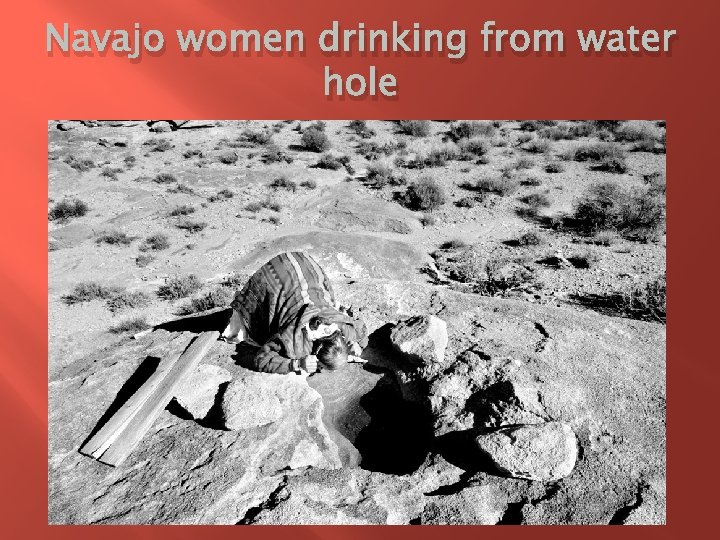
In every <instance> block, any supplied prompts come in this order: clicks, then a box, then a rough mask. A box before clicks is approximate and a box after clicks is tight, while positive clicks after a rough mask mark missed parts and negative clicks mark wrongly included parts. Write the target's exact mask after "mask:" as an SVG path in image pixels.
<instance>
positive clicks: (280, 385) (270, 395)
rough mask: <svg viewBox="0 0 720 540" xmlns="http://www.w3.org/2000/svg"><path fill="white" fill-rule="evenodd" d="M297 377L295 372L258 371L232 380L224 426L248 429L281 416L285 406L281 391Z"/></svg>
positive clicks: (226, 409)
mask: <svg viewBox="0 0 720 540" xmlns="http://www.w3.org/2000/svg"><path fill="white" fill-rule="evenodd" d="M295 379H297V377H295V376H292V375H273V374H265V373H263V374H259V373H258V374H252V375H249V376H247V377H244V378H243V379H240V380H238V381H233V382H232V383H230V384H229V385H228V387H227V390H225V395H224V396H223V402H222V411H223V417H224V419H225V427H226V428H228V429H230V430H237V429H249V428H254V427H258V426H264V425H266V424H271V423H273V422H275V421H276V420H279V419H280V418H281V417H282V414H283V410H282V406H281V404H280V399H279V398H278V392H279V391H282V390H283V389H284V388H287V386H288V385H292V384H294V383H295Z"/></svg>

################

> _DIRECTIVE_
Rewrite the material above as a two-column Markdown table headed Row and Line, with one numbered row for each nonblank line and the picture left out.

> _TASK SOLUTION_
| Row | Line |
|---|---|
| 1 | In every <instance> block, any supplied prompts come in this order: clicks, then a box, then a rough mask. A box before clicks is approximate and a box after clicks is tight, while positive clicks after a rough mask mark missed parts and negative clicks mark wrongly included parts. Write the target's exact mask after "mask:" as an SVG path in image pixels. |
| 2 | <instance> |
| 3 | positive clicks: (280, 385) (270, 395) |
| 4 | rough mask: <svg viewBox="0 0 720 540" xmlns="http://www.w3.org/2000/svg"><path fill="white" fill-rule="evenodd" d="M297 377L295 372L258 371L232 380L224 426L248 429L281 416L285 406L281 391Z"/></svg> |
| 5 | positive clicks: (226, 409) |
| 6 | mask: <svg viewBox="0 0 720 540" xmlns="http://www.w3.org/2000/svg"><path fill="white" fill-rule="evenodd" d="M295 379H297V377H295V376H292V375H273V374H265V373H263V374H259V373H258V374H252V375H249V376H247V377H244V378H243V379H240V380H238V381H233V382H232V383H230V384H229V385H228V387H227V390H225V395H224V396H223V402H222V411H223V417H224V419H225V427H226V428H228V429H230V430H237V429H249V428H254V427H258V426H264V425H266V424H271V423H273V422H275V421H276V420H279V419H280V418H281V417H282V414H283V410H282V406H281V404H280V399H279V398H278V392H279V391H282V390H283V389H284V388H287V386H288V385H292V384H294V383H295Z"/></svg> |